● Extrait du document

------------------------------------

Sur le mur du marché couvert Privoz, un emblème d’Odessa, un matou porte un bazooka, tandis que son compère visse un silencieux sur son pistolet. Ailleurs, un chat écrase un navire de guerre. Un autre, vêtu d’un blouson militaire, fait avec ses doigts le «V» de la victoire.
Rien à voir avec les pochoirs politiques et précis de Banksy, l’illustre artiste de street-art britannique qui a colonisé les murs du monde entier, et que Matroskin ne connaît pas. À Odessa, les traits sont plus naïfs, volontiers humoristiques, mais le message passe.
Autour du chat gozillesque, amateur d’avions russes, un ironique: «Bonsoir. Nous sommes Ukrainiens», devenu une antienne dans le pays, un défi lancé aux adversaires. Un signe aussi que la ville, objectif prioritaire de Moscou, n’est pas tombée entre ses mains.

------------------------------------

● Jeu de données
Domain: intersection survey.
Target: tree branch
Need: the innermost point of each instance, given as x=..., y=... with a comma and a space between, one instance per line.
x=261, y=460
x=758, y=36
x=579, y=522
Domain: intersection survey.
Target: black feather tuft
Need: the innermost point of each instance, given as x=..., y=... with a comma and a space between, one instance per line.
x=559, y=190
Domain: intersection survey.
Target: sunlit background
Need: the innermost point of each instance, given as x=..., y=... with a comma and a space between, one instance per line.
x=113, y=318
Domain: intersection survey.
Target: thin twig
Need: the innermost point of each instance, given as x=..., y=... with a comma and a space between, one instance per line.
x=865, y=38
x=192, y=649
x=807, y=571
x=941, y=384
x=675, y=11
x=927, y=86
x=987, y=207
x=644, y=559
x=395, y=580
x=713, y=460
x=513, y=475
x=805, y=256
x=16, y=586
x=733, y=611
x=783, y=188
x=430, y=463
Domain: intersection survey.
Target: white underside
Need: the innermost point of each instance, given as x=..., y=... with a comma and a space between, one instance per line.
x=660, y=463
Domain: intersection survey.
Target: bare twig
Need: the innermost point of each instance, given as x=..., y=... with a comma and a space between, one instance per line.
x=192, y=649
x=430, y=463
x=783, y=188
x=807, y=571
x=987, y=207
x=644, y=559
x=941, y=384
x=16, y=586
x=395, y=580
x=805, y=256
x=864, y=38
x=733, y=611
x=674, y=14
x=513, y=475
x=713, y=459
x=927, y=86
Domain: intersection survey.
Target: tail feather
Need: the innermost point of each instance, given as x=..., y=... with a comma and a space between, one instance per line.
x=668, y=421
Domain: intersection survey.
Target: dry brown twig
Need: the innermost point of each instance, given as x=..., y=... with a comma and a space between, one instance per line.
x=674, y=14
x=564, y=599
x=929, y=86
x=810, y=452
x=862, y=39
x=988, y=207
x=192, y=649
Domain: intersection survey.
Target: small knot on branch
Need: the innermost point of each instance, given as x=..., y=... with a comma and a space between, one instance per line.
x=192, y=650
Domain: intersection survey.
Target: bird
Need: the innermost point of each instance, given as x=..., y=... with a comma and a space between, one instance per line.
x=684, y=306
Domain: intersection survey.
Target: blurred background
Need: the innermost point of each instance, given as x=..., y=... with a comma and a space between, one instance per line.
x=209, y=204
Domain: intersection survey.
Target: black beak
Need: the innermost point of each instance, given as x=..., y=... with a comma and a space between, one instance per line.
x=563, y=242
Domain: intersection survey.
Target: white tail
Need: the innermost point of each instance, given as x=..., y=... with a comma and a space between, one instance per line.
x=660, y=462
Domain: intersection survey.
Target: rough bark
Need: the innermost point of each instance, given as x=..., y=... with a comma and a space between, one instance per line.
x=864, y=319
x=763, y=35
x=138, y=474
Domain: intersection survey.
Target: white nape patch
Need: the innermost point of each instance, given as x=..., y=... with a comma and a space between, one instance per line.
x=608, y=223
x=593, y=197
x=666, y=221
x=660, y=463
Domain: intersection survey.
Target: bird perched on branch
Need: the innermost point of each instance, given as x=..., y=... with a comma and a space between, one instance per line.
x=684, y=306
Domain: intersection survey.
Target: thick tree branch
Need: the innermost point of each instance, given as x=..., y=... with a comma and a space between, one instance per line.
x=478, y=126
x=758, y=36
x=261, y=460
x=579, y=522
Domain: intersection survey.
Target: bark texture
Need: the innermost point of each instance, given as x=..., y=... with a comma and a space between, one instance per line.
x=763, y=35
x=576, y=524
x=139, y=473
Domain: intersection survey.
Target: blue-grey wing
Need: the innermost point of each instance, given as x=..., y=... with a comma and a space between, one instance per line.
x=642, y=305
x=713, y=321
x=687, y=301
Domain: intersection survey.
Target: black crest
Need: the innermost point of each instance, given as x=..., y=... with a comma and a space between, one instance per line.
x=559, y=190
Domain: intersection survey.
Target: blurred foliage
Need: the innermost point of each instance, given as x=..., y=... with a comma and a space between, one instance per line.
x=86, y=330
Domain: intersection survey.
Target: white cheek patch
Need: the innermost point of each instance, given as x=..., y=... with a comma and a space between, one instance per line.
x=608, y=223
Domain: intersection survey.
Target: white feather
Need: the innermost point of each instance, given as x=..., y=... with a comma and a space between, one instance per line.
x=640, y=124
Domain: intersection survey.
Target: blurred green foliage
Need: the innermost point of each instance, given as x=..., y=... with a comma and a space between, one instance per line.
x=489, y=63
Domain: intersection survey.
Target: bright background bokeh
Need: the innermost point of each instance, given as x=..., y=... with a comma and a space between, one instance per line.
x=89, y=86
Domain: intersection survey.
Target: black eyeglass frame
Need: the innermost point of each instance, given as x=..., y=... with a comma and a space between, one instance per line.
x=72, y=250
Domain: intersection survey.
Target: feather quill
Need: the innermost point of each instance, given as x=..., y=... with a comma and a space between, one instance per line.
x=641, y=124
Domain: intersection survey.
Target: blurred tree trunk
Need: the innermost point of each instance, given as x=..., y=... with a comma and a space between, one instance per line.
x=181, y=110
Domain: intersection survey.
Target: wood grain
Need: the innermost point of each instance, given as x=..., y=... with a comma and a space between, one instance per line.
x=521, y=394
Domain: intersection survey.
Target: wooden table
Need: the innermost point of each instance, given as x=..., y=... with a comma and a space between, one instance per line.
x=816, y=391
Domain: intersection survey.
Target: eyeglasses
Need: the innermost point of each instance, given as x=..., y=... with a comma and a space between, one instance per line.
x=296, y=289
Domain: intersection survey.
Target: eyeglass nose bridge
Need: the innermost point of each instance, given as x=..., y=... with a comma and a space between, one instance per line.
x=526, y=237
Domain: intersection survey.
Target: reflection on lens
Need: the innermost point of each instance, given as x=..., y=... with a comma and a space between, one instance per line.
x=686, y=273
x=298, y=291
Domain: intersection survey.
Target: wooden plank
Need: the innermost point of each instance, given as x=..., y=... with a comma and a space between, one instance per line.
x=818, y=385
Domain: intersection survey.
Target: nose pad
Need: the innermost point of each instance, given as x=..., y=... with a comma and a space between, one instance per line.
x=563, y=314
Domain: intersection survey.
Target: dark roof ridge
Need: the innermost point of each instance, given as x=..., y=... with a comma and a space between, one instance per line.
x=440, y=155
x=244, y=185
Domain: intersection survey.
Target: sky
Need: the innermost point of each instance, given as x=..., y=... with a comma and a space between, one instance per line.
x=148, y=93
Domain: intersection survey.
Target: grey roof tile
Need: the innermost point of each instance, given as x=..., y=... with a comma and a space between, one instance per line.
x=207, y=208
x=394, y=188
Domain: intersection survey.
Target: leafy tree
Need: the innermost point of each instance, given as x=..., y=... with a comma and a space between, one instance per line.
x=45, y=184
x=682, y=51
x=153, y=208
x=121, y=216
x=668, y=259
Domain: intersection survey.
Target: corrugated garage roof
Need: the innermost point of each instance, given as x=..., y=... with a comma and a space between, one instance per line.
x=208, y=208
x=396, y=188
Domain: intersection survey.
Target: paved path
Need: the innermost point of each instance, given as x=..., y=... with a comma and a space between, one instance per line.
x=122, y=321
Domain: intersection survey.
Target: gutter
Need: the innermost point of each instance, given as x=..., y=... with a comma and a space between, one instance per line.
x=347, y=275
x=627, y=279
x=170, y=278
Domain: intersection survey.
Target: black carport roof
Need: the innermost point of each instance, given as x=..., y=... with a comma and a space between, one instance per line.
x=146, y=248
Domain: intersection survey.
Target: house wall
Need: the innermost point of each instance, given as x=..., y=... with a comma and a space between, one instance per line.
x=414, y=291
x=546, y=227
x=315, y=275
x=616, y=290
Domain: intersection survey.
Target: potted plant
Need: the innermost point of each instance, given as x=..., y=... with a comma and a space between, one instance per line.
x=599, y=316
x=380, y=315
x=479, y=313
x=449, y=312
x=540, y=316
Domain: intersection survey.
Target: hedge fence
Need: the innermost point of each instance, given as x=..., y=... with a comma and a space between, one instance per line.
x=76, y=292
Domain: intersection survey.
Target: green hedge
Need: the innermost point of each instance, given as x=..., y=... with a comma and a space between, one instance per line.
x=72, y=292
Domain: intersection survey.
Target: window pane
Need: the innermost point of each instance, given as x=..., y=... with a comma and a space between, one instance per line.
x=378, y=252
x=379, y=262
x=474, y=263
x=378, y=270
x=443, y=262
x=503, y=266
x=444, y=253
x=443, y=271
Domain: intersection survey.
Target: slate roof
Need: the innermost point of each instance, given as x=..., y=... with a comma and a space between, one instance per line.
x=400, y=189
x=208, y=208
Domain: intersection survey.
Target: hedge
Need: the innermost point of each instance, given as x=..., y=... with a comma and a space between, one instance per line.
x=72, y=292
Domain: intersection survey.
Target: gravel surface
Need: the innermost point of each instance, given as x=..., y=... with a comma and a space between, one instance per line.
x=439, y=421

------------------------------------

● Travail demandé
1 > D'après l'extrait sur les chats peints d'Odessa, sur quel mur un matou porte-t-il un bazooka ?
2 > Rédigez la suite de l'extrait sur les chats peints d'Odessa, en partant de sa dernière phrase.
Ces données forment un matériau distinct de l'extrait et ne s'y rattachent pas.

● Corrigé de l'exercice
1 > Sur le mur du marché couvert Privoz, un emblème d'Odessa.

2 >
Car Mykolaïv, située à 130 km plus à l’Est, verrou stratégique dans l’optique d’une conquête d’Odessa, a farouchement résisté en mars. Et des offensives russes pour contourner Mykolaïv ont été repoussées par les forces ukrainiennes.
Alors que le Kremlin a essuyé de très lourdes pertes pour avoir multiplié les assauts aux quatre coins de l’Ukraine, la menace pesant sur Odessa semble désormais «très faible», estime George Barros, un analyste de l’Institut d’étude de la guerre.
«Les Russes, n’ont pas les moyens humains ni le soutien logistique nécessaire pour conduire une attaque (sur la ville) à ce moment de la guerre», observe-t-il. Comme ils ont désormais «moins de puissance de combat, ils doivent l’utiliser judicieusement et se concentrer sur leurs objectifs», soit les territoires du Donbass à l’Est ou encore Marioupol, à des centaines de km d’Odessa.
Une donnée totalement intégrée par ses habitants, qui semblent vivre normalement, sans checkpoints ou presque entravant leurs déplacements, à l’exception de l’hypercentre, proche du port, dont des sacs de sable et autres barricades restreignent l’accès.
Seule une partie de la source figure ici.